___ Input records ___

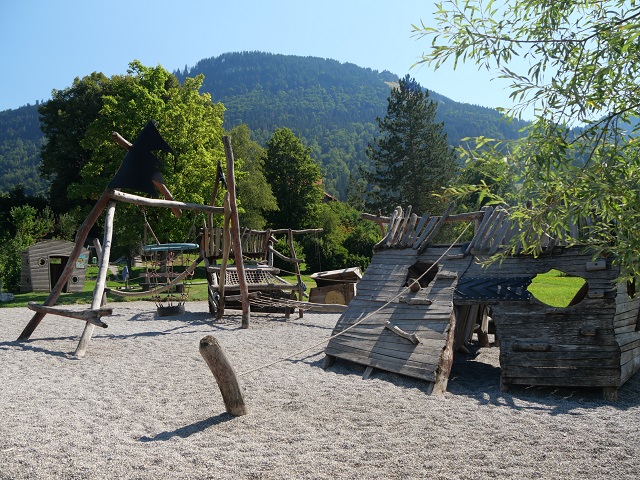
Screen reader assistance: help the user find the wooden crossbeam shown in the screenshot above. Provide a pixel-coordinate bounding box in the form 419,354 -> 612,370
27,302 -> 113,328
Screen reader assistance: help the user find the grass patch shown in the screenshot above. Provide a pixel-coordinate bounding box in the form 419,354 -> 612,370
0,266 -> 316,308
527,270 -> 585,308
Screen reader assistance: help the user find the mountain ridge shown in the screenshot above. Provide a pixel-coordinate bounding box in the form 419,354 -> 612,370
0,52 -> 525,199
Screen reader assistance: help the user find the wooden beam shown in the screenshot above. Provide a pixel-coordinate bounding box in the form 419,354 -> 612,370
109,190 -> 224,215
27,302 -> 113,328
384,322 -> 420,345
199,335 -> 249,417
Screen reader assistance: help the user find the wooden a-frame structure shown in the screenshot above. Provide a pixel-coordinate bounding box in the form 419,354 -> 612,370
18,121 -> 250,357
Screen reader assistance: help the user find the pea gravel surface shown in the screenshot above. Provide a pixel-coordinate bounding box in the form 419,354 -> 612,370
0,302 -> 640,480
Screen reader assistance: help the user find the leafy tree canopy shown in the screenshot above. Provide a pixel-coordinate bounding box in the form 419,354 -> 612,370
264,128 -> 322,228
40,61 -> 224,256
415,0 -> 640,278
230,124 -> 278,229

___
___ Input records ___

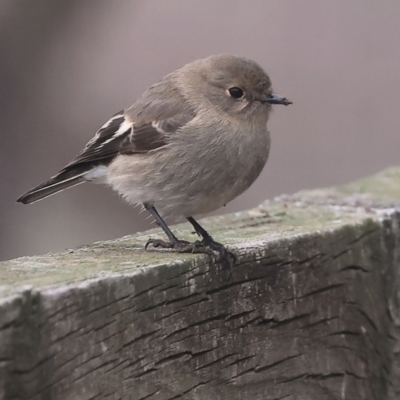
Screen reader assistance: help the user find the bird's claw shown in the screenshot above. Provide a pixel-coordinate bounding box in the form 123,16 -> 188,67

___

:: The request ::
Rescale the material from the line with "Screen reader assistance: help the user find the wooden beam" to the line with "199,335 -> 249,417", both included, by writing those lines out again, request included, with every bounding-box coordinate in the answers multiplied by 2.25 and rounded to a whole number, halves rounding up. Leave the numbers in the request and its format sample as they are.

:: Result of the exercise ::
Screen reader assistance: help the user find the wooden beam shown in the screenshot above. Provide a pixel-coordinate bounding box in the form 419,354 -> 612,370
245,428 -> 504,484
61,680 -> 254,738
864,725 -> 945,776
448,754 -> 560,938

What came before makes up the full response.